> What you are asked to do:
Output consists of the line that contains "Here's a bet: you won't be able to pinpoint the globe" plus every later line of the material below, each one duplicated exactly.

*** Begin section ***

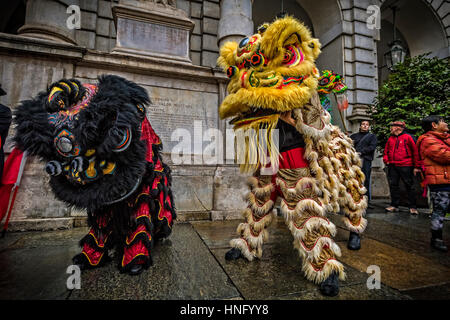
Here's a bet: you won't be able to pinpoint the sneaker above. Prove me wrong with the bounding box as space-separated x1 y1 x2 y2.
385 206 399 213
409 208 419 216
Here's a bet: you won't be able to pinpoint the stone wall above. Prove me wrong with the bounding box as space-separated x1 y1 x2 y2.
72 0 222 67
0 31 247 230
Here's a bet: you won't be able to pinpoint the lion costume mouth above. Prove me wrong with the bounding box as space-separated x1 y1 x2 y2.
229 107 280 128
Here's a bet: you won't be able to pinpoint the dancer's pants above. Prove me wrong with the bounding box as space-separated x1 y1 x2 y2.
230 162 364 284
387 165 417 208
79 201 153 271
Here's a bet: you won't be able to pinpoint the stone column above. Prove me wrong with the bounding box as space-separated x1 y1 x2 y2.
18 0 79 45
213 0 254 220
217 0 253 48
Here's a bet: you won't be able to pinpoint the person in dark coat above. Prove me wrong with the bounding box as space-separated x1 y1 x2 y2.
0 84 12 181
351 120 377 207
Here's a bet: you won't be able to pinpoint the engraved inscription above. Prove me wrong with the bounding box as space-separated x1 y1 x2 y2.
146 95 218 153
116 18 189 57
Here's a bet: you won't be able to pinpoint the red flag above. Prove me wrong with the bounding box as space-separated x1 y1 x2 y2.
335 92 349 111
0 148 27 232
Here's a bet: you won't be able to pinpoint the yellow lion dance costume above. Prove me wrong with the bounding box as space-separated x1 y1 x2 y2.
218 16 367 296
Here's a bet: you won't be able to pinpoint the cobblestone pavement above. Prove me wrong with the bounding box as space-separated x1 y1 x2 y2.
0 199 448 300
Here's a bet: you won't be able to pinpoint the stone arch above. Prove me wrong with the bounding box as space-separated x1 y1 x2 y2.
252 0 314 34
379 0 449 58
378 0 449 85
0 1 26 34
297 0 345 75
252 0 347 128
251 0 344 73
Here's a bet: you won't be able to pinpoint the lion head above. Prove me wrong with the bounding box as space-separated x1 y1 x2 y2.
217 16 321 129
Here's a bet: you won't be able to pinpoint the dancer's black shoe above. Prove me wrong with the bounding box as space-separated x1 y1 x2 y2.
347 231 361 250
320 271 340 297
225 247 243 260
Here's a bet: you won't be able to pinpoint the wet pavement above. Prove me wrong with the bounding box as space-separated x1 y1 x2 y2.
0 199 449 300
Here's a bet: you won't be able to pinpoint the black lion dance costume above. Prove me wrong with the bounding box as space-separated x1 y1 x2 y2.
14 75 175 275
218 16 367 296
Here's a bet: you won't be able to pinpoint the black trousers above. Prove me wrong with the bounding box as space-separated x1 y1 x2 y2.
361 159 372 200
387 165 416 208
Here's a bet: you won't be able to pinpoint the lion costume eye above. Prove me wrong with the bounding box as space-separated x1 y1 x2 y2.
239 37 249 48
282 44 304 67
227 66 238 78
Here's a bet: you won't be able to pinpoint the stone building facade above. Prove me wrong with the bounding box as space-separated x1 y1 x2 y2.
0 0 448 230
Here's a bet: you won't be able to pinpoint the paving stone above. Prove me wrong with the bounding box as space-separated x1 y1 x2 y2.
338 237 450 291
275 283 410 300
0 229 86 299
329 210 450 268
202 215 370 300
402 283 450 300
5 228 88 249
192 216 349 250
69 224 241 300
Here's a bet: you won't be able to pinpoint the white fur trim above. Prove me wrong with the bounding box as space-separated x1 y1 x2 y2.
343 216 368 233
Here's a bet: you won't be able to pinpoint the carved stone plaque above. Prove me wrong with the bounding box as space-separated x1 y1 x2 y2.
116 18 190 60
145 86 218 154
112 2 194 63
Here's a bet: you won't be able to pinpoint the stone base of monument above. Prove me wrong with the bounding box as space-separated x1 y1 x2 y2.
111 0 194 64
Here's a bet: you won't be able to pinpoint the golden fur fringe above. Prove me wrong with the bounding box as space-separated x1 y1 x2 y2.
238 223 269 251
287 216 337 240
276 176 322 199
230 238 260 261
343 216 368 233
280 198 326 222
246 192 275 216
301 258 346 284
247 176 275 198
293 236 342 262
242 208 275 233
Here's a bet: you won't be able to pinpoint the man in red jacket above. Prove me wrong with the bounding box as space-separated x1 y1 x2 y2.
417 115 449 252
383 121 422 214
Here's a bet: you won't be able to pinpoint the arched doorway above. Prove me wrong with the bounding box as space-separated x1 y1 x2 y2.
378 0 449 85
0 1 26 34
252 0 314 34
252 0 346 129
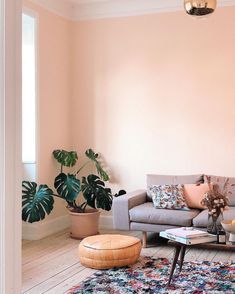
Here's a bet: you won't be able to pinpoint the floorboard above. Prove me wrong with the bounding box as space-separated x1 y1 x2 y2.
22 229 235 294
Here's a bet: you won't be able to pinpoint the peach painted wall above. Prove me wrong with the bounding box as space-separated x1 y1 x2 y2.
72 7 235 196
22 2 235 225
23 0 73 218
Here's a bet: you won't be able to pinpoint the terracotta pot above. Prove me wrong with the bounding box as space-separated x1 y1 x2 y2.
68 209 100 239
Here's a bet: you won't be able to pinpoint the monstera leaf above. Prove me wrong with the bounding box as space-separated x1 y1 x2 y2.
85 149 110 181
22 181 54 223
54 173 81 202
114 190 126 197
81 174 113 211
53 150 78 167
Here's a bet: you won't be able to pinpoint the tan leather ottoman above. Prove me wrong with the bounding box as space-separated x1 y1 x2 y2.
78 234 142 269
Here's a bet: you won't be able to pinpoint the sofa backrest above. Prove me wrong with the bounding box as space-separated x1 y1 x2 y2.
204 175 235 207
146 174 203 201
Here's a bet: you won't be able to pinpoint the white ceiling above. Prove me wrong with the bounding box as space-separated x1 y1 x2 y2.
29 0 235 21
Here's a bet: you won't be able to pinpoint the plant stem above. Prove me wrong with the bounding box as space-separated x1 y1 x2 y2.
80 201 89 212
76 161 90 175
72 200 78 208
80 202 87 208
82 203 88 212
60 164 62 174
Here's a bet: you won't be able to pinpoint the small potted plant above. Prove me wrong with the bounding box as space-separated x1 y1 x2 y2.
201 176 229 235
22 149 126 239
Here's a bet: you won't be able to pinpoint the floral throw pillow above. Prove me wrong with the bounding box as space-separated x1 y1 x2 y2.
150 184 189 210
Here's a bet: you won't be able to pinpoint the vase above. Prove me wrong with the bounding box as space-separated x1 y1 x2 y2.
207 213 223 235
69 209 100 239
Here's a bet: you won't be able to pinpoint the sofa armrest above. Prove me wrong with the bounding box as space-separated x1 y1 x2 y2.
113 189 147 230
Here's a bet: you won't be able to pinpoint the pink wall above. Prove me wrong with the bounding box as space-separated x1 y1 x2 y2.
22 2 235 220
24 0 73 218
72 7 235 193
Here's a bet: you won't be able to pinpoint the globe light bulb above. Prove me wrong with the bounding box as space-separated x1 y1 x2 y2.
184 0 217 16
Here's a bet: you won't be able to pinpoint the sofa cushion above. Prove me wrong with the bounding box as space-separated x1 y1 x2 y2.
147 174 203 201
129 202 200 227
184 183 209 209
204 175 235 206
193 207 235 228
151 184 189 210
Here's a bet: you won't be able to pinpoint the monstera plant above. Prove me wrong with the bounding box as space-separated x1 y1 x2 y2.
22 149 125 238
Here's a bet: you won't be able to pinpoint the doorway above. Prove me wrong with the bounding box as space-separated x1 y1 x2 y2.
0 0 22 292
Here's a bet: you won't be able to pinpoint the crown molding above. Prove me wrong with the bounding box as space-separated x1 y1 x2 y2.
29 0 235 21
28 0 74 20
71 0 182 20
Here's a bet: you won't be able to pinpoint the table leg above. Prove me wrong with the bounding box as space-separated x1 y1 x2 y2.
142 232 147 248
167 245 181 286
179 245 186 272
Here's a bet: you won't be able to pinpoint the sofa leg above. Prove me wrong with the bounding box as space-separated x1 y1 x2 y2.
142 231 147 248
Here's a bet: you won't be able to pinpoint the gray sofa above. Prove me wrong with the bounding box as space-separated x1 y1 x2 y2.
113 174 235 247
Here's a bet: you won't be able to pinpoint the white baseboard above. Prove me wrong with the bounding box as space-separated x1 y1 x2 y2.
22 214 114 240
22 214 70 240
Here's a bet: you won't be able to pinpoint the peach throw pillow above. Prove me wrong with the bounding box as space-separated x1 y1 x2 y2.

*** End section ***

> Answer to the exercise:
Here's a bet: you won't be able to pinpoint the globe light bulb above. Prove me wrong with the bounding box as space-separated x1 y1 x2 y2.
184 0 217 16
Here's a bet: you won't be able to pinpoint the sofa cushion above. Prove me wrong with the bounding box as space-separated x1 y1 x2 y2.
147 174 203 201
129 202 200 227
184 183 209 209
204 175 235 206
193 207 235 228
151 184 189 210
Here's a bet: you won't be able to pinpoint the monstera plant above. Prove me wrong with the bounding box as space-separated x1 y1 x2 y2.
22 149 125 238
Here's a bet: you won't be able to pinpoint the doorway above. Prove me wrong with the bounding box as space-separated x1 y1 x2 y2.
0 0 22 292
Here's a bet: you won't be able to pinpoint the crown molding above. Prove me wrong with the bounding box as space-separated x1 y1 x2 y2.
29 0 235 21
28 0 74 20
71 0 182 20
Here's a bet: you won't be able to pinpoint the table leg above. Prove me wrong with the bounding box as space-separated x1 y1 x2 y2.
142 232 147 248
167 245 181 286
179 245 186 272
Here's a bet: you won't be able to pinpoint the sofa leg above. Prove me wrong with the bounding box as space-separated x1 y1 x2 y2.
142 231 147 248
Here's a bet: you won't be able to pinpoint the gray sofa above. Prove me wrong with the bounding box as space-separated x1 y1 x2 y2.
113 174 235 247
Here's a bet: you won't be able to pinpoint the white baseboard above. Prove me wrong with the bounding box as space-separated x1 y1 x2 y2.
22 214 114 240
22 214 70 240
Here's a bet: you won't be able to pinpoint the peach throw pillow above. Prove me wrong with the bounding box as space-separated x1 y1 x2 y2.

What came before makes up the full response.